* [The exercise]
Retype exactly the stretch of lines that begins at the line containing "Practice. Put a dot on the wicker" and ends at the last line of the data, with no other lines.

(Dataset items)
-- begin --

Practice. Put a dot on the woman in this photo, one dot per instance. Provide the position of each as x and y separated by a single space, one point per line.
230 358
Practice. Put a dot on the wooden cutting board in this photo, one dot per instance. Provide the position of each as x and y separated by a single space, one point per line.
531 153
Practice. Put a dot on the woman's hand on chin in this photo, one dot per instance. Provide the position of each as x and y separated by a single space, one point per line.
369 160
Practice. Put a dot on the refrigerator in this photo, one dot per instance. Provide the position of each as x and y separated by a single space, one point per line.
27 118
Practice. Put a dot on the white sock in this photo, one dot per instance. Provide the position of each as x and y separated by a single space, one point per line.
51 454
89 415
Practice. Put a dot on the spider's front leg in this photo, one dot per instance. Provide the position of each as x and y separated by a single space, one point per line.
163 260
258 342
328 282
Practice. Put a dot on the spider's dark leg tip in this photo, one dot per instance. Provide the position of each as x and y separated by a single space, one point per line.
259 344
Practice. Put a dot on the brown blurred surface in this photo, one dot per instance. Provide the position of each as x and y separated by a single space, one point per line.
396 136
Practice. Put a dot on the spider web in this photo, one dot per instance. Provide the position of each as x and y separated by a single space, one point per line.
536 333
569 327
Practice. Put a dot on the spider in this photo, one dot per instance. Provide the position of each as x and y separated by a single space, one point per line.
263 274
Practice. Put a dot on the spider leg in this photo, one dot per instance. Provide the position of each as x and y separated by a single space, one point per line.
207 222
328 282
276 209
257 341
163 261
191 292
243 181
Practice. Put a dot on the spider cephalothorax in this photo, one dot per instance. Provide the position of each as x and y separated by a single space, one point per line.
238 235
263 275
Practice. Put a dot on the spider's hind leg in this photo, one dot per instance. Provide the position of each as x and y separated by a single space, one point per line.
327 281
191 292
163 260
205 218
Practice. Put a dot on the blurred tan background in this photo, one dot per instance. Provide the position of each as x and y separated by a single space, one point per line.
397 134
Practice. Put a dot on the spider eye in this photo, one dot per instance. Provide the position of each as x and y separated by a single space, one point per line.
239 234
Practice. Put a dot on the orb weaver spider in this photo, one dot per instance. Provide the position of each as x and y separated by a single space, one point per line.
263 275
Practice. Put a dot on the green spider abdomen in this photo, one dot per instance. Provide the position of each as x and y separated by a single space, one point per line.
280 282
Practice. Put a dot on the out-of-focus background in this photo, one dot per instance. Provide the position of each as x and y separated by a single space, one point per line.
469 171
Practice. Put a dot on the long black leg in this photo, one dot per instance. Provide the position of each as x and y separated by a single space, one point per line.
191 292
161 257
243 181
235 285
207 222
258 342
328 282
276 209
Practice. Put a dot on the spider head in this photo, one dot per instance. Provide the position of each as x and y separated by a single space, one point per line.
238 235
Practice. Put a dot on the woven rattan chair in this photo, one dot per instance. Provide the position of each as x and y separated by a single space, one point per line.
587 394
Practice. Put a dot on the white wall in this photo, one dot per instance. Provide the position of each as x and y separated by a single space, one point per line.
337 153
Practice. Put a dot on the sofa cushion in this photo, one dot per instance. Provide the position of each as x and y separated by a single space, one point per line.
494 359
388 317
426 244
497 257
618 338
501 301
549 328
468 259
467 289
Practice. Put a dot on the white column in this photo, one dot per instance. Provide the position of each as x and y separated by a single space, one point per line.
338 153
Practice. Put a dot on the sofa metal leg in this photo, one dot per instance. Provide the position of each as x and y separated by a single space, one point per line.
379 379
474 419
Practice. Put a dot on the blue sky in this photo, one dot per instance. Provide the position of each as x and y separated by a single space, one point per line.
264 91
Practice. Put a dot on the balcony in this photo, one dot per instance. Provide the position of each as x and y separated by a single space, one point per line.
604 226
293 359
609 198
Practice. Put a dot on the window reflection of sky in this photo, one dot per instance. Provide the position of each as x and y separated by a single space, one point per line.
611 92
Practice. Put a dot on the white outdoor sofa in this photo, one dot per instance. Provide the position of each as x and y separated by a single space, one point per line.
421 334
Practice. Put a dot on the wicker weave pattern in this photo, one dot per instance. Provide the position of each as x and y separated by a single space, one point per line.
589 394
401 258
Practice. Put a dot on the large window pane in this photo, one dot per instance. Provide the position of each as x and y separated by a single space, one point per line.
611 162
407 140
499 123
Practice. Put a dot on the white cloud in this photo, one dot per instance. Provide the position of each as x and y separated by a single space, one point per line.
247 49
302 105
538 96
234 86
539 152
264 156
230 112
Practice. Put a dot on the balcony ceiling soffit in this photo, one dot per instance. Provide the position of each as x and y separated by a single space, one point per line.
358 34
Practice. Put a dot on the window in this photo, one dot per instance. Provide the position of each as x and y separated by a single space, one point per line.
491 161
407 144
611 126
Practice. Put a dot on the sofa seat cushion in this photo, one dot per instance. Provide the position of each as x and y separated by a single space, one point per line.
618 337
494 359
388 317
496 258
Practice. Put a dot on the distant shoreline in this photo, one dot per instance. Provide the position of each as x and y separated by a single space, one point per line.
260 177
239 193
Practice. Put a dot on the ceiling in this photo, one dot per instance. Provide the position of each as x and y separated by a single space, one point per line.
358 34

-- end --

* [Result below]
Practice. Put a dot on the wicker weave pattern in this photo, one dot per instance. Provide the position of each as x and y separated by a single space, one point per line.
589 394
401 258
Practice. Put a dot on the large window pane in this photo, one dot per instance. Provide the position of each as x and y separated by a single space, one point per line.
611 162
407 140
499 123
Practice. Put a dot on the white cloud in this photo, one dot per instance. Provide the position of each as x and y separated by a single space, one point per line.
247 49
302 105
538 96
234 86
539 152
264 156
230 112
Practice. Put a dot on the balcony ceiling soffit in this photo, one dot per instance. Provide the position of each as x and y separated by a single space, one point per line.
358 34
Practice. Put a dot on the window in this photo, one dot per instance. Provide the position of each as x and y separated by a single space, one point per line.
491 161
407 144
611 126
Practice. Put a dot on the sofa seat cushion in this photo, one dot per instance. Provide the position of each as x and y separated by a single space, one point per line.
618 337
494 359
388 317
496 258
Practice. Put a dot on the distant shoreline in this photo, one dot per instance. Provide the position of each as x and y separated by a single space, one point per line.
260 177
239 193
Practice. Put a dot on the ceiling in this photo, one dot per instance. Provide the position of each as x and y separated by a single space, one point per line.
358 34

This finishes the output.